■ Instructions:
A: Please copy from the article about India and China as superpowers the passage starting at "Global conditions rife" and ending at "warfare. (Express Photo)".
B: According to the article about India and China as superpowers, which three super-states dominate the world in Orwell's Nineteen Eighty-Four?
C: Go on with the article about India and China as superpowers from the point where it stops.

■ Document segment:
— Start —

Global conditions rife for rise of 2 nations as superpowers – India, China; here’s is what we must do

In George Orwell’s dystopian novel, Nineteen Eighty-Four, the world is dominated by three “super-states,” Oceania, Eurasia and Eastasia.

By: | Published: May 19, 2017 5:51 AM
In this hellish vision, Africa and South and West Asia (the latter more commonly known by Westerners as the Middle East) are sites of perpetual warfare. (Express Photo)

In George Orwell’s dystopian novel, Nineteen Eighty-Four, the world is dominated by three “super-states,” Oceania, Eurasia and Eastasia. In this hellish vision, Africa and South and West Asia (the latter more commonly known by Westerners as the Middle East) are sites of perpetual warfare. There are an enormous number of differences between Orwell’s vision and the world in 2017, but the presence of three superpowers, the United States, Russia and China, with their perpetual contestation and shifting alliances, is eerily reminiscent of the novel.
Indeed, US president Donald Trump seems to have embraced Newspeak, where he regularly tells outright falsehoods, embraces right-wing conspiracy theorists, and accuses the mainstream free press of being “fake news.” The head of his Environmental Protection Agency seems more focused on destroying the environment, and his education secretary has little idea of what an educated citizen should be like, or how to achieve that goal. Instead, Trump promises to put coal miners back to work in the mines, in an homage to the condition of the “proles” in Orwell’s story.

— End —

■ Provided material:
— Start —

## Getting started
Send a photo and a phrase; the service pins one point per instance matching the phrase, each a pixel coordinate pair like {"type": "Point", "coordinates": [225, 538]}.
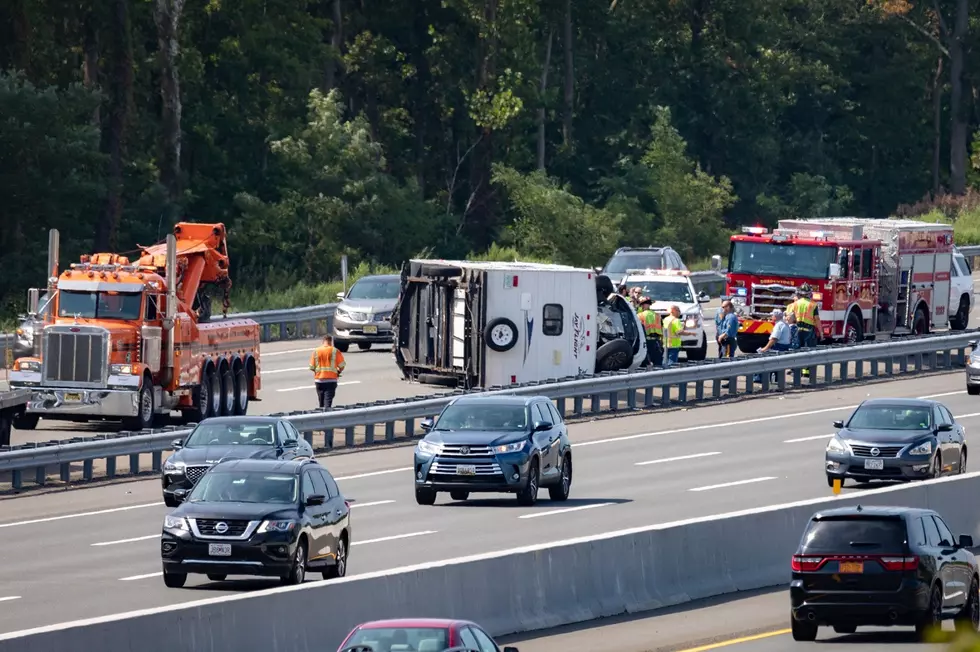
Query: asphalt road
{"type": "Point", "coordinates": [94, 551]}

— End —

■ Responses to the tasks:
A:
Global conditions rife for rise of 2 nations as superpowers – India, China; here’s is what we must do

In George Orwell’s dystopian novel, Nineteen Eighty-Four, the world is dominated by three “super-states,” Oceania, Eurasia and Eastasia.

By: | Published: May 19, 2017 5:51 AM
In this hellish vision, Africa and South and West Asia (the latter more commonly known by Westerners as the Middle East) are sites of perpetual warfare. (Express Photo)

B: Oceania, Eurasia and Eastasia.

C:
Trump’s authoritarian instincts and actions seem to align well with those of his Russian counterpart, Vladimir Putin, although the latter seems to be more skilled in achieving his ends, thanks to his KGB past, which seems more conducive to manipulation and power plays than any number of real-estate deals. Although the United States remains by far the world’s most powerful and prosperous nation, the combination of Trump’s narcissism and incompetence with Putin’s ego and mastery of covert operations seems to leave China as a potential bright spot in the world for the immediate future.
China has plenty of authoritarian skeletons of its own, including support for unsavoury regimes around the world, but its latest push for influence is different from the disastrous future of Orwell’s nightmares. To start with, its leader, Xi Jinping, appears to have a different personality than his counterparts, even if the system he operates within is repressive. The Chinese strategy seems quite different than that of the US and Russia, perhaps because of the different worldview of its leadership, but also because China has the resources to pursue a global economic vision.
Devesh Kapur, Director of the Center for Advanced Study of India at the University of Pennsylvania (and—full disclosure—one of my co-authors, with Sanjoy Chakravorty, on the book, The Other One Percent: Indians in America) has recently provided a cogent analysis of China’s strategy in a paper titled The Quest for Global Leadership, in which he writes, “And—much like the U.S. seven decades ago—China is now attempting to transform its material power and massive current account surpluses into international influence and ideational power. Ideas need to be embedded in institutions if they are to have lasting influence. The U.S. achieved that with the Bretton Woods Institutions and later the WTO. And China is now attempting to leverage its growing economic prowess by creating new international financial institutions that can further its international and domestic goals.”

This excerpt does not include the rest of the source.